AIM OF THE TASK
Return, word for word, the part of the passage on Florence and the French that runs from "This conference aims" up to and including "to the present.".
═════ SOURCE PASSAGE
Florence "city of the arts" and the French
The object of this conference is to examine the role of the French in the construction of a myth of Florence as a "city of the arts" in history, art history and diverse forms of artistic production. In Florence, more than anywhere else in Italy, the beauty of the city, the urban landscape, the great artists and their masterpieces were subject to a veritable process of cultural mythologizing starting in the 19th century. Florence thus appears in French culture as an ideal and central location whose representations have an enormous impact on the general conception of the arts, of humanism, of the Italian Renaissance, of artistic genius. If the persistence of the Florentine myth has been well-documented by our European neighbors, particularly in England and Germany, the presence of the French in Florence, the importance of the Florentine myth and its intellectual and artistic evolution in France remain comparatively neglected by critics.
This conference aims to illustrate how Florentine works of art, artists and cultural hotspots were perceived and received by the French, the sorts of consideration and critical analysis generated in intellectual circles by the study of works of art, but also the numerous poetic evocations of the city, of Florentine art as well as the history of the Medici family in artistic and literary works in France (literature, plastic arts, music, photography, cinema). In addition to purely historiographical subjects, the conference will also focus on representations of Florence in other forms of artistic and intellectual activity, as well as in publishing production, print images and certain types of cultural industries which have continued to promote the Florentine myth in France up to the present.
For the Florentines as well as the French, the historical origins of the myth are often quite ancient, sometimes even contemporary with the creation of Florence as a "city of the arts" during the Renaissance. The influence of Florentine art in France, Franco-Florentine relations and the history of the Medici family's' "patronage" may constitute the subject of an introductory discussion. However, the main focus will be the relationship between the Florentine myth and the Romantic spirit in France, the 19th-century resurgence of interest in medieval and Renaissance arts, the rise of historical schools of thought, the development of public library collections, the trend of long journeys, etc. The conference will thus focus on the period (between 1850 and the Second World War) during which the myth of Florence became ingrained among writers, collectors and artists, followed by the rapid diffusion of these ideas and images among the social elites via education, reading and extensive travel, and ending up in a sort of democratization of the myth, in the first half of the 20th century, with the development of cultural tourism.
══════════
═════ RAW DATA
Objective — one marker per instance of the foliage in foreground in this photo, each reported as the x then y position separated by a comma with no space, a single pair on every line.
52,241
══════════
REPLY TO THE TASK
This conference aims to illustrate how Florentine works of art, artists and cultural hotspots were perceived and received by the French, the sorts of consideration and critical analysis generated in intellectual circles by the study of works of art, but also the numerous poetic evocations of the city, of Florentine art as well as the history of the Medici family in artistic and literary works in France (literature, plastic arts, music, photography, cinema). In addition to purely historiographical subjects, the conference will also focus on representations of Florence in other forms of artistic and intellectual activity, as well as in publishing production, print images and certain types of cultural industries which have continued to promote the Florentine myth in France up to the present.